▶ **Tasks and exercises**
a) Reproduce the passage of the tower climbing guide from "Tower climbing fiction centers" to "(or truth) awaits.".
b) For each statement, say yes or no to whether it agrees with the tower climbing guide, and quote the guide's deciding words: (i) Tower of God has been running since 2010. (ii) Western tower climbing fiction has declined since 2020. (iii) The tower must always be a physical building.

Subgenre Guides

Tower Climbing: What It Is and Where to Start

Tower climbing fiction centers on the ascent of a massive, multi-floor structure where each floor presents escalating challenges. Floor number equals power benchmark. Characters climb, fight floor bosses, acquire new abilities, and push toward the top — where the ultimate reward (or truth) awaits.

The subgenre owes a lot to Korean manhwa and web novels. Tower of God (running since 2010) and Solo Leveling (2016) established the tower as a foundational fantasy structure for international audiences. Western tower climbing fiction has grown significantly since 2020, usually blending the tower framework with LitRPG stat mechanics or progression fantasy power systems. The Korean DNA is visible: hunter rankings, gate systems, and regression mechanics (protagonist sent back in time with knowledge of higher floors) are all common.


What Defines Tower Climbing

The tower is the organizing structure. It’s a vertical environment with distinct floors, each with its own rules, ecology, enemies, or puzzles. Floors escalate in difficulty. The tower might be a physical building, a dimensional construct, a divine test, or something whose nature is itself a mystery to be solved.

(Dataset excerpts)

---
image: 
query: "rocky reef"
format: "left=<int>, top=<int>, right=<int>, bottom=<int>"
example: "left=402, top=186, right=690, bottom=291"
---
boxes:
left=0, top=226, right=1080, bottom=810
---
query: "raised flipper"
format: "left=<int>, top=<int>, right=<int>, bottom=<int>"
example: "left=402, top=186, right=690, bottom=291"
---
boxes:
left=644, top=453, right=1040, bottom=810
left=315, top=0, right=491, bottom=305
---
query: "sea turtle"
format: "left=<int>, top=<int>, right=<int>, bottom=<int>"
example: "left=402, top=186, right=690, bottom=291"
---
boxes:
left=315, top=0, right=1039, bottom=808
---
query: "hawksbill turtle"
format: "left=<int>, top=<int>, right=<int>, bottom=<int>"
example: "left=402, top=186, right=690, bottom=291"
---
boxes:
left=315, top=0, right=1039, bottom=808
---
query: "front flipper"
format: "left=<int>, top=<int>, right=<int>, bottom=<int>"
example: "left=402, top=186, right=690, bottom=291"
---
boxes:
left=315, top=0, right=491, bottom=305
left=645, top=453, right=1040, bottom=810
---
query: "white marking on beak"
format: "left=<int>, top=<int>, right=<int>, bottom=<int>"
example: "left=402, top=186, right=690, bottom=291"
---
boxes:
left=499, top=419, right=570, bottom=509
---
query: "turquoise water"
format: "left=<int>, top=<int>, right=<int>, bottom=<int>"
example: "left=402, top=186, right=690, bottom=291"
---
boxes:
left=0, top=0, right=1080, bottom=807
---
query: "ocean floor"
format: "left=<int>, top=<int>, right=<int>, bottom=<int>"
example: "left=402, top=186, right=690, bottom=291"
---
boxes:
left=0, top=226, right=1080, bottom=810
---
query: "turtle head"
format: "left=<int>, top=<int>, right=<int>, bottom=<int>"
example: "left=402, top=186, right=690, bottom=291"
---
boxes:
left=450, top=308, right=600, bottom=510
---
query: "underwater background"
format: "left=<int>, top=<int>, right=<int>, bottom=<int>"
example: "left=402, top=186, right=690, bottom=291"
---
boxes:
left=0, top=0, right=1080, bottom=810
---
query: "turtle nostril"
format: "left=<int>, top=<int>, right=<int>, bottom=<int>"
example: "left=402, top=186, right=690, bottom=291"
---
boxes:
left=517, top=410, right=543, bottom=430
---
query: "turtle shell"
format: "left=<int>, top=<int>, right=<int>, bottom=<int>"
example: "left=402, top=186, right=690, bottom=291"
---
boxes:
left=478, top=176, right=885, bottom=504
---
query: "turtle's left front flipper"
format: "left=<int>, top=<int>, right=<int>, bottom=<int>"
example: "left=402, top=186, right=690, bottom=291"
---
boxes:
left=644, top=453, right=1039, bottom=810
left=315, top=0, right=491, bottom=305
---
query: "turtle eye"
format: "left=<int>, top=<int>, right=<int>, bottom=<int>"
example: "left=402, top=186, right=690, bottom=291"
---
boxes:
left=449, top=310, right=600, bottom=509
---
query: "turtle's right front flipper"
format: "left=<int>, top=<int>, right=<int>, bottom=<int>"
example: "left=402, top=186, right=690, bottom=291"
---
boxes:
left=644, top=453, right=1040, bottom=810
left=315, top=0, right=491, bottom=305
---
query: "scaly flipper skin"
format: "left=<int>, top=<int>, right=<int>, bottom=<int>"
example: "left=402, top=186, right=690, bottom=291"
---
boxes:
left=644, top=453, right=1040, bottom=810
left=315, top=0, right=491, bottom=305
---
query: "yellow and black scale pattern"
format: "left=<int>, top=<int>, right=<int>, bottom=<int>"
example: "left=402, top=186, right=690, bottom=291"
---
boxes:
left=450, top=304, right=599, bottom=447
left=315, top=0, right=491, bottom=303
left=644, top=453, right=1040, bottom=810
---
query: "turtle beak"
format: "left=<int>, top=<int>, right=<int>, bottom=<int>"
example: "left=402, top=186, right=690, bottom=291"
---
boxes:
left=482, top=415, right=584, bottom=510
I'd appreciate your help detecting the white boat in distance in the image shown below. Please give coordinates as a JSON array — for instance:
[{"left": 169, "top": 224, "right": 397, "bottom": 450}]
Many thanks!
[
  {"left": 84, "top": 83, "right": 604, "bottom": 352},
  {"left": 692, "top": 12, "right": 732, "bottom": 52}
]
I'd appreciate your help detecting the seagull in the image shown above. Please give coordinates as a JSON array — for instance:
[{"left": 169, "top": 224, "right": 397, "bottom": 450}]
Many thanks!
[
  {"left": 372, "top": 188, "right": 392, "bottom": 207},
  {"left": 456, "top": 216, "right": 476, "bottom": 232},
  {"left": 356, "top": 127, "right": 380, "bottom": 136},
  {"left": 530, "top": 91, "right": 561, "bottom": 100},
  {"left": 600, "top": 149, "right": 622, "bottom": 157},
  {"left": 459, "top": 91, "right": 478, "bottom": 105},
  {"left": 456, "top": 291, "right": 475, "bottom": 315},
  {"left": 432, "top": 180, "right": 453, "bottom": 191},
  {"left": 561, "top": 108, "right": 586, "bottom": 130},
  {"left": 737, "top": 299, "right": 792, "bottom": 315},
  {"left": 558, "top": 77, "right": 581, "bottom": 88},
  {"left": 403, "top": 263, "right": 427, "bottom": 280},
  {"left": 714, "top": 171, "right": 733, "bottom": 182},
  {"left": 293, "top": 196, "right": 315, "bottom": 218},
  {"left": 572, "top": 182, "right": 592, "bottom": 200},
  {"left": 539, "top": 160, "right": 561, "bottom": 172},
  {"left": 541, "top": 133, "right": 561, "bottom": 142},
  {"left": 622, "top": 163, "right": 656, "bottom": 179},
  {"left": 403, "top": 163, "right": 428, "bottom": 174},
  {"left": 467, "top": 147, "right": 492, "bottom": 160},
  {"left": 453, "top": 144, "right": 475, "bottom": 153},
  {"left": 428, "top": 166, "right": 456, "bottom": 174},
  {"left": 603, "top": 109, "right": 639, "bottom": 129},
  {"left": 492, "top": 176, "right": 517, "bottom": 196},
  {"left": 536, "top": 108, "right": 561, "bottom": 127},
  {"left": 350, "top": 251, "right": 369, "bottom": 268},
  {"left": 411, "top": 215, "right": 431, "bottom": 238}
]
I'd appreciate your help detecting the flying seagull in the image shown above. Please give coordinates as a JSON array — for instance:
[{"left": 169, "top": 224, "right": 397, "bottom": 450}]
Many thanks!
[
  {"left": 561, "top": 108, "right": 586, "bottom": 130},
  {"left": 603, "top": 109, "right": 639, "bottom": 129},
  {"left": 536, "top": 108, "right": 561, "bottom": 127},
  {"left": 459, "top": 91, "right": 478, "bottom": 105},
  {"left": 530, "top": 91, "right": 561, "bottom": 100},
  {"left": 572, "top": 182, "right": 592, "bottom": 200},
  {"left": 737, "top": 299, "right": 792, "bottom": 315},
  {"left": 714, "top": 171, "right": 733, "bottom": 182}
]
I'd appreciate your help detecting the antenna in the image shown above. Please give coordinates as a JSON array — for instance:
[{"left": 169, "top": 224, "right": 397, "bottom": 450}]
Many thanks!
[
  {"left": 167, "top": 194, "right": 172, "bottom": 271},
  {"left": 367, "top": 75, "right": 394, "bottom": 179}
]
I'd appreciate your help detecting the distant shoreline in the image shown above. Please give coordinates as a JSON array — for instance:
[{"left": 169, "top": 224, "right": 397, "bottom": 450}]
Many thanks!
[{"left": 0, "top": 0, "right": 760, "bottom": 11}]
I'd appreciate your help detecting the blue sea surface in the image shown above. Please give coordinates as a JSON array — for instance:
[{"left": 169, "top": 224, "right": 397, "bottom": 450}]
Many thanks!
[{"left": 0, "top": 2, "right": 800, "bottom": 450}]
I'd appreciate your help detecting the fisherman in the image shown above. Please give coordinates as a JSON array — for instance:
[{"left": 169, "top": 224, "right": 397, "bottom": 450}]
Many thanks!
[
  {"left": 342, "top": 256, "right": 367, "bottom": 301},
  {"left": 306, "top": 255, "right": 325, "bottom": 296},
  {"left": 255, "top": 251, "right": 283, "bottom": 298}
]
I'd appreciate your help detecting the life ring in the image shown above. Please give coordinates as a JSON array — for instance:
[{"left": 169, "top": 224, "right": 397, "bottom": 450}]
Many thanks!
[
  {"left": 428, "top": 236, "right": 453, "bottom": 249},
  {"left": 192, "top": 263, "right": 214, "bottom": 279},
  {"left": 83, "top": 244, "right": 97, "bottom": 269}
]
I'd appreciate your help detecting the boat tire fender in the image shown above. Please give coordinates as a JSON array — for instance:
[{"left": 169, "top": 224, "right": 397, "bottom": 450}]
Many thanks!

▶ **Completed exercise**
a)
Tower climbing fiction centers on the ascent of a massive, multi-floor structure where each floor presents escalating challenges. Floor number equals power benchmark. Characters climb, fight floor bosses, acquire new abilities, and push toward the top — where the ultimate reward (or truth) awaits.

b)
(i) Yes: "Tower of God (running since 2010)"
(ii) No: "Western tower climbing fiction has grown significantly since 2020"
(iii) No: "The tower might be a physical building, a dimensional construct, a divine test, or something whose nature is itself a mystery to be solved."